## Text extract
------------------------------------

6) Ironically, it turns out that rising gold prices (just like rising stock market and real estate prices) benefit governments that have the means to successfully tax both the real and imaginary profits. So governments would actually benefit more from gold through its price appreciation than suppression. But gold is really too small and insignificant of a commodity to fill the gargantuan needs of governments to diminish their debts by taxes and inflation. Gold gives little to tax and can no longer significantly affect inflation. Compared to stocks and real estate, gold is really small potatoes.

Finally, the biggest puzzle of all is the behavior of gold’s price versus the greenback since 1980. From 1980 to 2001, gold declined from a peak of over $600 to a bottom near $250 an ounce (20 rotten years of decline).This would seem to imply we were supposed to have deflation but it didn’t happen. Then from 2001 to 2011, gold has risen over 600 percent. But instead of 600 percent inflation, it has been moderate at slightly over 30 percent. It sounds like a liquidity problem. And what causes liquidity problems? Often it is either apathy or manias.

------------------------------------

## Records for the exercise
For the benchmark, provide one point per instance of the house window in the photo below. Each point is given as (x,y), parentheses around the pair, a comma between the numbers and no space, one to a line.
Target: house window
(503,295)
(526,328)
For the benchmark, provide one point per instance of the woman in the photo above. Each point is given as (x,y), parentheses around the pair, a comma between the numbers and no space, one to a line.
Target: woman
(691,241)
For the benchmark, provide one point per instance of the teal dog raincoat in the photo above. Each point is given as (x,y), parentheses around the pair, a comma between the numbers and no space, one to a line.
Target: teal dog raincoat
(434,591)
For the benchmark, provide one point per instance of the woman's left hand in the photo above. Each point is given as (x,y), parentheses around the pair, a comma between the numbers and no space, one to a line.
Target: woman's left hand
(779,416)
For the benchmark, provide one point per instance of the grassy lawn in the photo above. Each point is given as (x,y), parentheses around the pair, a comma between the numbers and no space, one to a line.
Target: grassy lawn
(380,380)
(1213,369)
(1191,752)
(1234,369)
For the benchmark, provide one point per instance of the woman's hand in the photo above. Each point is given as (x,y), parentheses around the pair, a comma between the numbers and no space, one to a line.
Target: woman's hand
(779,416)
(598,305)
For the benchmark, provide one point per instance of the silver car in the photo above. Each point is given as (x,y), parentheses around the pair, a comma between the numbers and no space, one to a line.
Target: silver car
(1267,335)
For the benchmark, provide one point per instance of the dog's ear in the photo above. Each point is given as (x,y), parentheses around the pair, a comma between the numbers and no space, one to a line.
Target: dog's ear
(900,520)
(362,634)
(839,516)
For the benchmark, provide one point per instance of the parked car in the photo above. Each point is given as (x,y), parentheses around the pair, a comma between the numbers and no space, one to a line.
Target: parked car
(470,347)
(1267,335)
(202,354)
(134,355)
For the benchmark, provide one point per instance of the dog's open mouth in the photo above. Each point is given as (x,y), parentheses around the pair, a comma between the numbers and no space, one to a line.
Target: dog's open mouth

------------------------------------

## Set tasks
A: According to the gold price text, what was inflation from 2001 to 2011?
B: Locate each line in the entries that contains the word "silver" and copy it.

## Task-by-task answers
A: It was moderate, at slightly over 30 percent.

B:
For the benchmark, provide one point per instance of the silver car in the photo above. Each point is given as (x,y), parentheses around the pair, a comma between the numbers and no space, one to a line.
Target: silver car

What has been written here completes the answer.